Data extracted from a collection
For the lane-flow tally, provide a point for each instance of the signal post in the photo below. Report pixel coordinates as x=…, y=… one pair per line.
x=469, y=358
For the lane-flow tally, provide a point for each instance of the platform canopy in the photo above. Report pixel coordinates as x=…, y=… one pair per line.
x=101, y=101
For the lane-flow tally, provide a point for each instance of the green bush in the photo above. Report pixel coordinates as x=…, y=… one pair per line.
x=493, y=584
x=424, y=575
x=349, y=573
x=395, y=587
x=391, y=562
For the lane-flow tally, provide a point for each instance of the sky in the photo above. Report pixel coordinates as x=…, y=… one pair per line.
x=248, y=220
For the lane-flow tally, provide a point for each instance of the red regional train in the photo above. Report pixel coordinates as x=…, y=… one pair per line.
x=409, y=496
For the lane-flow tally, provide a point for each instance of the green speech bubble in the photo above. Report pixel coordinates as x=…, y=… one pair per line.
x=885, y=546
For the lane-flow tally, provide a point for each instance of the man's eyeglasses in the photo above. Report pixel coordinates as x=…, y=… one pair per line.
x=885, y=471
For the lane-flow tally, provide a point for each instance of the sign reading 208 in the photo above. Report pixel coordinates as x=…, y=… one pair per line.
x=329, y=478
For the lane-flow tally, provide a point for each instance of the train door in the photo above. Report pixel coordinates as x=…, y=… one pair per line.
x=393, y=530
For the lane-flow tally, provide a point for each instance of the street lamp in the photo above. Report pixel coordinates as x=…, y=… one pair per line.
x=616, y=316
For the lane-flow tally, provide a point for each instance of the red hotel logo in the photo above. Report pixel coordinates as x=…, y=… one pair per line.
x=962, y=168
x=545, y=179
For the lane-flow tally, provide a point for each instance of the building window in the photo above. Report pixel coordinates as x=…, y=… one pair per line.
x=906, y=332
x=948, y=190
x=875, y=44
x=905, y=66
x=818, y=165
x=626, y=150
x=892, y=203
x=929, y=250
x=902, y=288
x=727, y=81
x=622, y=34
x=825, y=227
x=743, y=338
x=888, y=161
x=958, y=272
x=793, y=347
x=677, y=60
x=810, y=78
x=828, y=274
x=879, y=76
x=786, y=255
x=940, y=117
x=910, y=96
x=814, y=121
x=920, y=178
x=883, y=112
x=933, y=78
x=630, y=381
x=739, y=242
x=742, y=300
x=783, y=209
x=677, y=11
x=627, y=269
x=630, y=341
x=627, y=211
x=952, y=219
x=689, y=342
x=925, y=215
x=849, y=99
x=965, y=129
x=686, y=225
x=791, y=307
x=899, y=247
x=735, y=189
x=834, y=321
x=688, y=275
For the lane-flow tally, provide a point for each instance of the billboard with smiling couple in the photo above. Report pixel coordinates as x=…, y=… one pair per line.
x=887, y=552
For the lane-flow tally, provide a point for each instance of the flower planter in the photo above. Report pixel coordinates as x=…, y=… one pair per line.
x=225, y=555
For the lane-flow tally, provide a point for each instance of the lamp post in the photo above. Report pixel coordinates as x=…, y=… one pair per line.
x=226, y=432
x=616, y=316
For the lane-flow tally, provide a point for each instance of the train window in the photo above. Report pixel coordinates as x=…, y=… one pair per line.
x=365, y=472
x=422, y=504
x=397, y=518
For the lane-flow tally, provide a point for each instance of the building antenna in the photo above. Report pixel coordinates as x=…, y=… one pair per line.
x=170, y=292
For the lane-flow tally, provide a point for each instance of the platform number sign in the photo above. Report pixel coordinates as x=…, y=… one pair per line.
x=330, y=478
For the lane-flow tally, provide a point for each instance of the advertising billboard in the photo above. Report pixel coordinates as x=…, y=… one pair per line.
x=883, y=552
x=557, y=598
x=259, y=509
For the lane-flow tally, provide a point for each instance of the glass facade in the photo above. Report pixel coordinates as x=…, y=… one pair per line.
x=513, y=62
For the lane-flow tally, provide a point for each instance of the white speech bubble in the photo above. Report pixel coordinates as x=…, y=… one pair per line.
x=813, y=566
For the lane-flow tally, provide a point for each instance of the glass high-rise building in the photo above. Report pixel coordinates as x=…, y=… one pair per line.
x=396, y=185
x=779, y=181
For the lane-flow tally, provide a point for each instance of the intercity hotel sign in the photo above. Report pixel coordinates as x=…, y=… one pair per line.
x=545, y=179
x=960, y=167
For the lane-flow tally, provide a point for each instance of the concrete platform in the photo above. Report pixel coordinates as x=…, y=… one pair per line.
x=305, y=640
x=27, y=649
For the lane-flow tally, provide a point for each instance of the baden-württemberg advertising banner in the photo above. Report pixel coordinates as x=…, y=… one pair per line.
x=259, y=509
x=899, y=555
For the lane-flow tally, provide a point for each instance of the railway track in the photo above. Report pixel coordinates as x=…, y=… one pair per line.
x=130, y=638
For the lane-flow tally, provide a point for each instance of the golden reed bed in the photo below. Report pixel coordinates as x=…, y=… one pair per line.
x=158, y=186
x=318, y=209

• _Your instructions_:
When the entries above are retyped, each line must stay exactly as it is.

• _Your solution_:
For the lane-flow tally, provide a point for each instance of the signal post in the photo below. Report pixel coordinates as x=…, y=… one pair per line.
x=469, y=358
For the lane-flow tally, provide a point for each instance of the platform canopy in the photo above. Report pixel coordinates as x=…, y=… one pair per line.
x=101, y=101
For the lane-flow tally, provide a point for each instance of the green bush in the photo above. Report pixel coordinates as x=…, y=… one pair per line.
x=493, y=584
x=424, y=575
x=349, y=573
x=395, y=587
x=391, y=562
For the lane-flow tally, provide a point for each instance of the sky in the photo above. Report pixel coordinates as x=…, y=… one pair per line.
x=248, y=220
For the lane-flow tally, provide a point for each instance of the red regional train in the photo above. Report pixel coordinates as x=…, y=… one pair per line.
x=409, y=496
For the lane-flow tally, provide a point for each instance of the green speech bubble in the photo above. Report pixel coordinates as x=…, y=… one pair per line.
x=885, y=546
For the lane-flow tally, provide a point for each instance of the man's eyeglasses in the photo above. Report pixel coordinates as x=…, y=… one pair per line.
x=885, y=471
For the lane-flow tally, provide a point for each instance of the sign reading 208 in the photo above. Report pixel coordinates as x=…, y=… one pair per line.
x=329, y=478
For the lane-flow tally, provide a point for each instance of the train door in the photo above. Report pixel coordinates as x=…, y=… one pair per line.
x=393, y=530
For the lane-flow tally, provide a point for each instance of the street lamp in the photo above. Report pixel coordinates as x=…, y=… one pair per line.
x=616, y=316
For the lane-flow tally, provide a point for each instance of the red hotel logo in the photo above. Report pixel coordinates as x=…, y=… one pair per line.
x=962, y=168
x=545, y=179
For the lane-flow tally, provide a point for each instance of the building window in the photo above. Report pixel coordinates as x=…, y=… one pair per line.
x=906, y=332
x=948, y=190
x=875, y=44
x=905, y=66
x=818, y=165
x=626, y=150
x=892, y=203
x=929, y=250
x=902, y=288
x=727, y=81
x=622, y=34
x=825, y=227
x=743, y=338
x=888, y=161
x=958, y=272
x=793, y=347
x=677, y=60
x=810, y=78
x=828, y=274
x=879, y=76
x=786, y=255
x=940, y=117
x=910, y=96
x=814, y=121
x=920, y=178
x=883, y=112
x=933, y=78
x=630, y=381
x=739, y=242
x=742, y=300
x=783, y=209
x=677, y=11
x=627, y=269
x=630, y=341
x=627, y=211
x=952, y=219
x=689, y=342
x=925, y=215
x=849, y=99
x=965, y=129
x=686, y=225
x=791, y=307
x=899, y=247
x=735, y=189
x=834, y=321
x=688, y=275
For the lane-flow tally, provide a point for each instance of the billboard with smiling couple in the photo above. Report pixel coordinates as x=…, y=… one pair per line.
x=887, y=552
For the lane-flow tally, provide a point for each instance of the flower planter in the photo above. Report pixel coordinates as x=…, y=… one pair per line.
x=225, y=555
For the lane-flow tally, provide a point for each instance of the lamp post in the photo above. Report pixel coordinates as x=…, y=… one pair per line.
x=226, y=432
x=616, y=316
For the lane-flow tally, provide a point for each instance of the train window in the photo above. Report pixel coordinates as x=…, y=… one pair per line.
x=365, y=472
x=422, y=504
x=397, y=518
For the lane-flow tally, provide a point for each instance of the building antenna in the photo above. Report pixel coordinates as x=…, y=… one pair per line.
x=170, y=292
For the lane-flow tally, provide a point for each instance of the platform number sign in the photo above. Report pixel coordinates as x=…, y=… one pair per line.
x=330, y=478
For the lane-flow tally, provide a point for each instance of the advertising billboard in the photo above. Report pixel coordinates as x=…, y=… one pair per line.
x=883, y=552
x=557, y=598
x=259, y=509
For the lane-flow tally, provide a point for each instance of the glass facade in the photo above. Report pixel coordinates as x=…, y=… one pair per line.
x=513, y=62
For the lane-flow tally, provide a point for each instance of the white speech bubble in the photo above. Report pixel coordinates as x=…, y=… one pair per line.
x=813, y=566
For the lane-flow tally, provide a point for each instance of the glass high-rise building in the photo above. Report pixel coordinates as x=…, y=… one pair per line.
x=396, y=185
x=779, y=181
For the lane-flow tally, provide a point for each instance of the intercity hotel sign in the photo above. Report pixel coordinates as x=…, y=… one pair per line.
x=545, y=179
x=960, y=167
For the lane-flow tally, provide a point for each instance of the concrete platform in the photo above. Report pixel coordinates as x=…, y=… one pair per line.
x=305, y=640
x=27, y=649
For the lane-flow tally, provide a point for each instance of the baden-württemberg advertising banner in the photo above. Report pixel coordinates as x=…, y=… one pair per line.
x=259, y=509
x=899, y=555
For the lane-flow tally, provide a point for each instance of the railway track in the photo above. Report pixel coordinates as x=…, y=… one pair per line.
x=130, y=638
For the lane-flow tally, provide a point for each instance of the golden reed bed in the photo below. Report pixel coordinates as x=…, y=… one pair per line.
x=158, y=186
x=318, y=209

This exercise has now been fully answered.